[LISTED RECORDS — start]

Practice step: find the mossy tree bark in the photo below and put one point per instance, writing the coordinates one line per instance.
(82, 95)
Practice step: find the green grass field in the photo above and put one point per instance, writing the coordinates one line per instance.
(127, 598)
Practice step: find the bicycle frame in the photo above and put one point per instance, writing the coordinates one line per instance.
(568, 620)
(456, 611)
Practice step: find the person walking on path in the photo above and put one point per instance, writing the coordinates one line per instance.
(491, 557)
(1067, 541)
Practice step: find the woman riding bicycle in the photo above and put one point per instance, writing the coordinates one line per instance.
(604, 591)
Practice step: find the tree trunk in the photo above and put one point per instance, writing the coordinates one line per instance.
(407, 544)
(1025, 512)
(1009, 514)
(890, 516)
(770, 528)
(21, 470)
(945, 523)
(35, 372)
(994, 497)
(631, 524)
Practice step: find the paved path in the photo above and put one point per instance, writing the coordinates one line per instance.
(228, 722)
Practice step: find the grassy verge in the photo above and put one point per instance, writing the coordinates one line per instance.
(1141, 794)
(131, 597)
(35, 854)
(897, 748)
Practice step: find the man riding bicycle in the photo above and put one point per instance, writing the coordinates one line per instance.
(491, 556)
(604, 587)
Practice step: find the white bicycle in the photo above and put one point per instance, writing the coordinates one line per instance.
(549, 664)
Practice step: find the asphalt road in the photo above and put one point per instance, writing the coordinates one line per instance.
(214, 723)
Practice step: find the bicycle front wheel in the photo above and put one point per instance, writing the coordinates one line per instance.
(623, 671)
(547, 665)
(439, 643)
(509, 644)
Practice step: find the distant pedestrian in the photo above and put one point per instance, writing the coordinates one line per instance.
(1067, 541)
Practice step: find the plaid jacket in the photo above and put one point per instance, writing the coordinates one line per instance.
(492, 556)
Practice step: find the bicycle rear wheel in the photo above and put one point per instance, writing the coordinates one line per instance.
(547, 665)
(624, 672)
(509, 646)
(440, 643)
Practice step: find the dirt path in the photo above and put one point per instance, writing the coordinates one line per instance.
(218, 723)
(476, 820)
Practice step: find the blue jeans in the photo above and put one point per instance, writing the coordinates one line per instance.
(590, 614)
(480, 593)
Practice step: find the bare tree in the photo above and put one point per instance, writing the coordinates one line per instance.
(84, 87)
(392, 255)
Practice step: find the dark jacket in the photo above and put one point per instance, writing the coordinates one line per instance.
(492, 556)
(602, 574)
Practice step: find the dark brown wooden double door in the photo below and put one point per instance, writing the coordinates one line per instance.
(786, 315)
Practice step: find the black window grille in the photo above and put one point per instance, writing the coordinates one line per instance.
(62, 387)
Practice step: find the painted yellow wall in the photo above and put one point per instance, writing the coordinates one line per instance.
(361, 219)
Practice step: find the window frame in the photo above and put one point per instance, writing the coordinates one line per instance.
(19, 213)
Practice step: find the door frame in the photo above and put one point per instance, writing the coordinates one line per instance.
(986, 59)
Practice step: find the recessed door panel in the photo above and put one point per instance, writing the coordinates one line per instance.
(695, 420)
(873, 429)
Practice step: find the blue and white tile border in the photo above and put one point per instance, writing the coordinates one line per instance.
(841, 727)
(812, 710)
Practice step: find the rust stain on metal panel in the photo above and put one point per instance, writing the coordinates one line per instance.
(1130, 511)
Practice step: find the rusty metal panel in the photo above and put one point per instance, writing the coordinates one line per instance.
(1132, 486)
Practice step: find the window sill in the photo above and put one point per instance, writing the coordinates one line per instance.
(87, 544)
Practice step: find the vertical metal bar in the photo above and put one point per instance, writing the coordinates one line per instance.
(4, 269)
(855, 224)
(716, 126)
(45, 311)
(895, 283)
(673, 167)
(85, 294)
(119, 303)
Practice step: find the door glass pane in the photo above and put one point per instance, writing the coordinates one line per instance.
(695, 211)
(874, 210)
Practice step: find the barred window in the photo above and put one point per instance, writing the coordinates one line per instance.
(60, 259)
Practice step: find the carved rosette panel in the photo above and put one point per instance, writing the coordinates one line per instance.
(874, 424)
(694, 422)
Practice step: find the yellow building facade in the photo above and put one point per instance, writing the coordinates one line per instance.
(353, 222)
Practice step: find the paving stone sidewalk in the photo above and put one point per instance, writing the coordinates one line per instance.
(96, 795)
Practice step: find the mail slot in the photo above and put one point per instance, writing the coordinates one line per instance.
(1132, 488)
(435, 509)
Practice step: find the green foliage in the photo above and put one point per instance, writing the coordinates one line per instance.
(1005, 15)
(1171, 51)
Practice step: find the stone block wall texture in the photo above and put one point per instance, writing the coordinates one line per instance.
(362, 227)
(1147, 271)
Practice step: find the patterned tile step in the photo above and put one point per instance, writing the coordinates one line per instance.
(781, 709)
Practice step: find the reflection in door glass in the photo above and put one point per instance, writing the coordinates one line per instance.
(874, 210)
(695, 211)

[LISTED RECORDS — finish]

TASK DESCRIPTION :: Emit only the final stretch of the records: the line containing "Practice step: find the mail" through the end, each line exactly as it stands.

ANSWER ::
Practice step: find the mail slot in the photo above and put one point per instance, writing the coordinates one line per instance.
(1132, 488)
(435, 509)
Practice step: find the green foliage in the photo above and put one point per instance, writing the coordinates one line per instance.
(1005, 15)
(1171, 51)
Practice step: find the stone block wall texture in the photo above and put one point per instance, writing the coordinates one line per instance.
(362, 227)
(1147, 271)
Practice step: find the patterned tile step in the photo above and put one point per instance, writing the coordinates one line per instance.
(781, 709)
Practice step: find the reflection in door glass in the photo above and put one point per instance, writing the coordinates one line per instance.
(874, 210)
(695, 211)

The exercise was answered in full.